> [TASK TO COMPLETE]:
Please repeat the data exactly. Any picture in it stays out.

> [Dataset entries]:
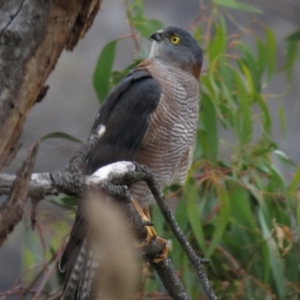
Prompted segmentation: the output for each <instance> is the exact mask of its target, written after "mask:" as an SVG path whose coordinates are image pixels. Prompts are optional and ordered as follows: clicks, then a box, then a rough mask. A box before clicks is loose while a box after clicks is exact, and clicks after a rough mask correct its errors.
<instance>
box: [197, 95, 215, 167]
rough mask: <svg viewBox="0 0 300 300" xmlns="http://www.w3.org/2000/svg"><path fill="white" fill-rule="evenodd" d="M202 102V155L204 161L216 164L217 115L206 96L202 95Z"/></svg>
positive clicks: (207, 97) (214, 107) (201, 111)
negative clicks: (202, 156) (204, 143)
mask: <svg viewBox="0 0 300 300" xmlns="http://www.w3.org/2000/svg"><path fill="white" fill-rule="evenodd" d="M202 102H203V106H202V108H201V116H202V120H203V123H204V125H205V128H206V135H205V144H206V145H205V148H204V149H203V150H204V151H205V153H204V155H205V158H206V159H208V160H209V161H211V162H212V163H216V162H217V160H218V126H217V114H216V111H215V107H214V105H213V103H212V102H211V99H210V98H209V97H208V96H207V95H206V94H202Z"/></svg>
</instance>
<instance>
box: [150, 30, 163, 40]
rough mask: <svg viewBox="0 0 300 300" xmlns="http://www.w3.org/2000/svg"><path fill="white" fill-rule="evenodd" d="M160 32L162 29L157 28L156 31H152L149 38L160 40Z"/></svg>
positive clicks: (153, 39) (161, 34) (161, 32)
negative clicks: (150, 35)
mask: <svg viewBox="0 0 300 300" xmlns="http://www.w3.org/2000/svg"><path fill="white" fill-rule="evenodd" d="M162 33H163V30H158V31H156V32H154V33H152V34H151V36H150V38H149V40H154V41H156V42H160V41H162V40H163V37H162Z"/></svg>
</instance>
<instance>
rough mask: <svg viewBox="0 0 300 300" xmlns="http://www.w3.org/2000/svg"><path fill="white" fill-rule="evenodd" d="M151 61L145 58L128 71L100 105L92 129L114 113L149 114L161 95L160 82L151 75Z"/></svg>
mask: <svg viewBox="0 0 300 300" xmlns="http://www.w3.org/2000/svg"><path fill="white" fill-rule="evenodd" d="M150 64H151V62H150V61H148V60H146V61H143V62H142V63H140V64H139V65H137V66H136V68H135V69H133V70H132V71H131V72H129V73H128V74H127V75H126V76H125V77H124V78H123V79H122V80H121V81H120V82H119V83H118V84H117V85H116V86H115V87H114V88H113V89H112V90H111V92H110V94H109V95H108V96H107V98H106V99H105V101H104V102H103V104H102V105H101V107H100V109H99V112H98V114H97V117H96V119H95V123H94V126H93V129H95V128H96V127H97V126H98V125H99V124H106V123H107V122H108V121H109V119H111V116H112V115H113V114H114V113H118V114H119V113H120V111H121V110H123V111H124V112H125V110H130V111H127V114H128V115H129V114H134V113H135V114H138V113H141V112H143V114H145V113H146V114H150V113H151V112H153V110H155V108H156V107H157V105H158V103H159V101H160V96H161V84H160V82H159V81H158V80H157V79H156V78H155V77H154V76H153V74H152V72H151V68H150Z"/></svg>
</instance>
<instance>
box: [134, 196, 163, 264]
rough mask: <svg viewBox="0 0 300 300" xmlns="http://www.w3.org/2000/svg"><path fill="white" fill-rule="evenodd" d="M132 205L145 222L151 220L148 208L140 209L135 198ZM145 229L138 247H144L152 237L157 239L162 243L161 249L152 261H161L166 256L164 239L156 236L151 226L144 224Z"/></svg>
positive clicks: (156, 262)
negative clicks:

> [RESULT FOR THIS TASK]:
Prompted segmentation: the output for each <instance> is the exact mask of its target, written after "mask:" as an SVG path whose coordinates are image pixels. Prompts are optional and ordered as follows: clicks, then a box, then a rough mask. A box before clicks is loose while a box after clicks is exact, and clicks after a rough mask correct its errors.
<instance>
box: [197, 95, 215, 167]
rough mask: <svg viewBox="0 0 300 300" xmlns="http://www.w3.org/2000/svg"><path fill="white" fill-rule="evenodd" d="M202 102V155L204 161L216 164L217 115L206 96L202 95Z"/></svg>
positive clicks: (207, 97) (214, 107) (201, 111)
negative clicks: (202, 156) (204, 143)
mask: <svg viewBox="0 0 300 300" xmlns="http://www.w3.org/2000/svg"><path fill="white" fill-rule="evenodd" d="M202 102H203V106H202V108H201V116H202V120H203V123H204V125H205V128H206V135H205V144H206V145H205V148H204V149H203V150H204V151H205V153H204V155H205V158H206V159H208V160H209V161H211V162H212V163H216V162H217V160H218V126H217V114H216V111H215V107H214V105H213V103H212V102H211V99H210V98H209V97H208V96H207V95H206V94H202Z"/></svg>
</instance>
<instance>
box: [150, 30, 163, 40]
rough mask: <svg viewBox="0 0 300 300" xmlns="http://www.w3.org/2000/svg"><path fill="white" fill-rule="evenodd" d="M160 32L162 29L157 28L156 31H152L149 38L160 40Z"/></svg>
positive clicks: (153, 39) (161, 34) (161, 32)
negative clicks: (150, 35)
mask: <svg viewBox="0 0 300 300" xmlns="http://www.w3.org/2000/svg"><path fill="white" fill-rule="evenodd" d="M162 33H163V30H158V31H156V32H154V33H152V34H151V36H150V38H149V40H154V41H156V42H160V41H162V40H163V37H162Z"/></svg>
</instance>
<instance>
rough mask: <svg viewBox="0 0 300 300" xmlns="http://www.w3.org/2000/svg"><path fill="white" fill-rule="evenodd" d="M151 61L145 58L128 71L100 105L92 129L114 113L149 114L161 95L160 82L151 75Z"/></svg>
mask: <svg viewBox="0 0 300 300" xmlns="http://www.w3.org/2000/svg"><path fill="white" fill-rule="evenodd" d="M150 64H151V62H150V61H148V60H146V61H143V62H142V63H140V64H139V65H137V66H136V68H135V69H133V70H132V71H131V72H129V73H128V74H127V75H126V76H125V77H124V78H123V79H122V80H121V81H120V82H119V83H118V84H117V85H116V86H115V87H114V88H113V89H112V90H111V92H110V94H109V95H108V96H107V98H106V99H105V101H104V102H103V104H102V105H101V107H100V109H99V112H98V114H97V117H96V119H95V123H94V126H93V129H95V128H96V127H97V126H98V125H99V124H106V123H107V122H108V121H109V119H111V116H112V115H113V114H114V113H118V114H119V113H120V111H121V110H123V111H124V112H125V110H130V111H127V114H128V115H129V114H134V113H135V114H138V113H141V112H143V114H145V113H146V114H150V113H151V112H153V110H155V108H156V107H157V105H158V103H159V101H160V96H161V84H160V82H159V81H158V80H157V79H156V78H155V77H154V76H153V74H152V72H151V68H150Z"/></svg>
</instance>
<instance>
box: [134, 196, 163, 264]
rough mask: <svg viewBox="0 0 300 300" xmlns="http://www.w3.org/2000/svg"><path fill="white" fill-rule="evenodd" d="M132 205L145 222L151 220L148 208L140 209L135 198ZM145 229L138 247H144L152 237L157 239L162 243L161 249L152 261H161L166 256L164 239L156 236L151 226L144 224Z"/></svg>
positive clicks: (156, 262)
negative clicks:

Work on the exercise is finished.